- **Raw records**:
Begin

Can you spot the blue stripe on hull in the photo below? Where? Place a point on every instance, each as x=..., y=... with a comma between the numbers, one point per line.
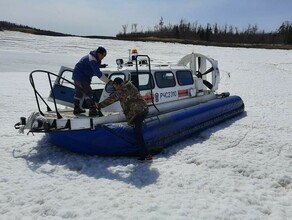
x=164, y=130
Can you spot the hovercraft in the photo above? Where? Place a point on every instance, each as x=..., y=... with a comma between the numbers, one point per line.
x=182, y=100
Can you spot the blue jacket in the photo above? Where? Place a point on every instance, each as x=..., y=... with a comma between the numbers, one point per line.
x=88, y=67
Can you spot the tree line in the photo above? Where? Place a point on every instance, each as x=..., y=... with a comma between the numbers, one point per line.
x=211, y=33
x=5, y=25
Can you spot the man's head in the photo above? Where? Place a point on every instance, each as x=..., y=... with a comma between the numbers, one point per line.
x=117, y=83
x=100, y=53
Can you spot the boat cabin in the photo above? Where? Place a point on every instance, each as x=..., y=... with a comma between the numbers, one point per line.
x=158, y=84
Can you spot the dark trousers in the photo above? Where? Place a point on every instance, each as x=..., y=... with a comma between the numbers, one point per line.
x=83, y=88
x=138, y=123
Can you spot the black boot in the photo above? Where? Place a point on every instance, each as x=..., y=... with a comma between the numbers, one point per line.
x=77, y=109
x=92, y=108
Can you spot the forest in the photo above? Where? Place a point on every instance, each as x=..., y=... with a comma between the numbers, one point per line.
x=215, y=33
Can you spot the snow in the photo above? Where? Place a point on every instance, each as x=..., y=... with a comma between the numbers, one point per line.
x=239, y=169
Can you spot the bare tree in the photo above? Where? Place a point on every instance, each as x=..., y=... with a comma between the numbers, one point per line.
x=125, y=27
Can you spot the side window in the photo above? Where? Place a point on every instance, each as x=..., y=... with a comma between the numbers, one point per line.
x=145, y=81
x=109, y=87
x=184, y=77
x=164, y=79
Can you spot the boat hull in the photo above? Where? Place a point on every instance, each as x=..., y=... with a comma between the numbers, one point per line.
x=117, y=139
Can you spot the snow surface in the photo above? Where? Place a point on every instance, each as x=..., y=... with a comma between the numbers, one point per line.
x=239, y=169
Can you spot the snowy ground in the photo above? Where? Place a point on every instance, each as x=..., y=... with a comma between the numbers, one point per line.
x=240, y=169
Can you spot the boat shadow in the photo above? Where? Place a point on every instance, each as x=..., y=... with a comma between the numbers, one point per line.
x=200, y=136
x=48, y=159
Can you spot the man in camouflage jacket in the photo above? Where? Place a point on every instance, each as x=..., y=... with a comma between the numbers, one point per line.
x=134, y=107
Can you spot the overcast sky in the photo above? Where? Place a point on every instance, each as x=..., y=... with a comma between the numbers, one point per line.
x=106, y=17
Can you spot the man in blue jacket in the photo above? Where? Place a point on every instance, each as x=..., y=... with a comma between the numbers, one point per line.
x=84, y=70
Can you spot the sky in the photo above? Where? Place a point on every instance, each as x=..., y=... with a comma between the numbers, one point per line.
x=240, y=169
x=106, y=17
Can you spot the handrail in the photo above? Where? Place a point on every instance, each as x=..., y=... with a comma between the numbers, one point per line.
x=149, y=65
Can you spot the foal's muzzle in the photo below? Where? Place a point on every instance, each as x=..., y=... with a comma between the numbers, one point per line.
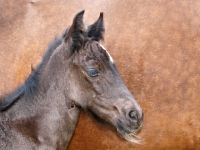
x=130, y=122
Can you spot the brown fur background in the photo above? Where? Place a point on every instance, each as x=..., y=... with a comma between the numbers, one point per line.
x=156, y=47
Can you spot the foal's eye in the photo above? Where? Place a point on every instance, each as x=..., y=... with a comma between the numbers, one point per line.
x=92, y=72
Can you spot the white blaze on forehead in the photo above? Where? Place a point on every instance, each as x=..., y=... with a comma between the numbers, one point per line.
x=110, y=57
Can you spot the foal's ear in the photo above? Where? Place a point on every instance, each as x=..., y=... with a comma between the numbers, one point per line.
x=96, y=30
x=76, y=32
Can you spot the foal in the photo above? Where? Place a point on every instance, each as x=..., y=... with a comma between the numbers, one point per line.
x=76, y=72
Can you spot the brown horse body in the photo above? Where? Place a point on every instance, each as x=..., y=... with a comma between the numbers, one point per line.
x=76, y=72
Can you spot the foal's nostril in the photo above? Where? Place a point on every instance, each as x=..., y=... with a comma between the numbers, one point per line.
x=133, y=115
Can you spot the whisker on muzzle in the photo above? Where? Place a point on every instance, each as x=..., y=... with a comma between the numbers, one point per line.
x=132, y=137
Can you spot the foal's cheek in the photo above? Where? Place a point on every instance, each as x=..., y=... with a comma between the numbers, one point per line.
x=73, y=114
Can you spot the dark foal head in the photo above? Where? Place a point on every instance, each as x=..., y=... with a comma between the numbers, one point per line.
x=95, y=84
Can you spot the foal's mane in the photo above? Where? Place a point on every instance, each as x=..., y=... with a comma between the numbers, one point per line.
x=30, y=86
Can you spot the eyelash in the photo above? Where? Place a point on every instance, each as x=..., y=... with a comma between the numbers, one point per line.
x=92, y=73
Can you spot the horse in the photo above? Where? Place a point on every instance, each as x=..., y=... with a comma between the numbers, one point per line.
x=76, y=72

End
Begin

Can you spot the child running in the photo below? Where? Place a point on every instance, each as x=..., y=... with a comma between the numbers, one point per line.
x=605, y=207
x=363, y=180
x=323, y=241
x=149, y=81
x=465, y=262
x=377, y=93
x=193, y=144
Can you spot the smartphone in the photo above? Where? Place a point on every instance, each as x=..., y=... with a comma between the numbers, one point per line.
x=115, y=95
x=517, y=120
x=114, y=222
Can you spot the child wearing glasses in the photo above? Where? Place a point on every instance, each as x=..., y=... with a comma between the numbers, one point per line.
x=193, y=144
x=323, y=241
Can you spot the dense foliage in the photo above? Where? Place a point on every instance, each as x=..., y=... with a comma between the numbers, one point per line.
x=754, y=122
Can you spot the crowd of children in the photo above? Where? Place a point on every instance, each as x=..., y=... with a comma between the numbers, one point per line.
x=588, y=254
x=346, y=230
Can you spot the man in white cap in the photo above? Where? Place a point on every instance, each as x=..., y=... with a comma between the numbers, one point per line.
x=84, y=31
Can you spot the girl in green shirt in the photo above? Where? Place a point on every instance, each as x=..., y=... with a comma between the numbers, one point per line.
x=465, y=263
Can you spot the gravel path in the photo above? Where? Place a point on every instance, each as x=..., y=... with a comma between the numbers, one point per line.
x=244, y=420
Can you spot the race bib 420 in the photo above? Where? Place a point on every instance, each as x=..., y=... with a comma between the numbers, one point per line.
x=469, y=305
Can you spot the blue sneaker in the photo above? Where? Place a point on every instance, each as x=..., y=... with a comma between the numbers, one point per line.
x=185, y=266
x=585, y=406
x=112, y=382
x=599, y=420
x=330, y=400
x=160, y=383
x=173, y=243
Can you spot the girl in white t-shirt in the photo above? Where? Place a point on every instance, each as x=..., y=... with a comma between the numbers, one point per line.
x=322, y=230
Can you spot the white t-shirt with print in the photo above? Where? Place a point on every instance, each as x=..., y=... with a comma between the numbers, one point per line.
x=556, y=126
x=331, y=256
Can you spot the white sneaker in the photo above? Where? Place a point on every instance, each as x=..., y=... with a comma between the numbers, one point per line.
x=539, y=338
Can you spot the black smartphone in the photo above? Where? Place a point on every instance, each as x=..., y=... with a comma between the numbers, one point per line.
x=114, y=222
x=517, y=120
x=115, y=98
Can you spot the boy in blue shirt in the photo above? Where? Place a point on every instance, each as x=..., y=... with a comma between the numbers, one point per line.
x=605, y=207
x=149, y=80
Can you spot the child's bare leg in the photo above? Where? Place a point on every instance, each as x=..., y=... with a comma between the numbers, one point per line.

End

- **Exercise description**:
Copy the listing again from the line that contains "Can you spot the dense" through the line that contains "x=465, y=263", both included, with the requests and nothing else. Shift each point by adding 26 to every x and y coordinate.

- **Solved exercise**:
Can you spot the dense foliage in the photo above? Where? Place a point on every instance, each as x=..., y=... with a comma between the numbers, one point per line.
x=780, y=148
Can you spot the crowd of children in the photo above? Where? Place a point on every instance, each as x=..., y=... with a comma between the numbers, one point per line.
x=614, y=280
x=372, y=256
Can you spot the man in white cap in the photo above? Where? Place a point on every instance, each as x=..., y=... with a comma between the numbers, one point per line.
x=110, y=57
Can you spot the girl in green shirt in the photo above? Where? Place a point on every instance, each as x=..., y=... with a comma between the numbers, one point per line.
x=491, y=289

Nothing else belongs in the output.